Point annotation data:
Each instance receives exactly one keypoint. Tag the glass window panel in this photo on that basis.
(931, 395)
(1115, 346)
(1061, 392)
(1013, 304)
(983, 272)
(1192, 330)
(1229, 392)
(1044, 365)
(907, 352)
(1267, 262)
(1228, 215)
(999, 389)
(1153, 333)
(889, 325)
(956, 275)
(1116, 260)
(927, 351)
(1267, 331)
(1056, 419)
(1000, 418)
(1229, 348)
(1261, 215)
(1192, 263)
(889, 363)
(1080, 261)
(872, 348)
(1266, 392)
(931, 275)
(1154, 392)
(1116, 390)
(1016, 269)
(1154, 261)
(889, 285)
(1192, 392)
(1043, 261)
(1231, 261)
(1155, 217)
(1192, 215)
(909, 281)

- [Exercise objective]: Can you repeat these lines with "glass window panel" swapped for "window pane" and everything else left unchanged?

- [Output of the task]:
Each instance receives exactly one keypoint. Tag the window pane in this photo on that basis.
(931, 395)
(1115, 346)
(1061, 392)
(1013, 304)
(983, 272)
(1192, 330)
(1229, 392)
(1044, 365)
(907, 352)
(1267, 262)
(1228, 215)
(999, 389)
(1153, 333)
(889, 325)
(956, 275)
(1116, 260)
(927, 351)
(1267, 331)
(1056, 419)
(1000, 418)
(1229, 348)
(1261, 215)
(1192, 263)
(889, 363)
(1080, 261)
(872, 348)
(1266, 392)
(931, 275)
(1154, 392)
(1116, 390)
(1016, 269)
(1154, 261)
(889, 285)
(1192, 392)
(1043, 261)
(1231, 261)
(1155, 217)
(1192, 215)
(909, 281)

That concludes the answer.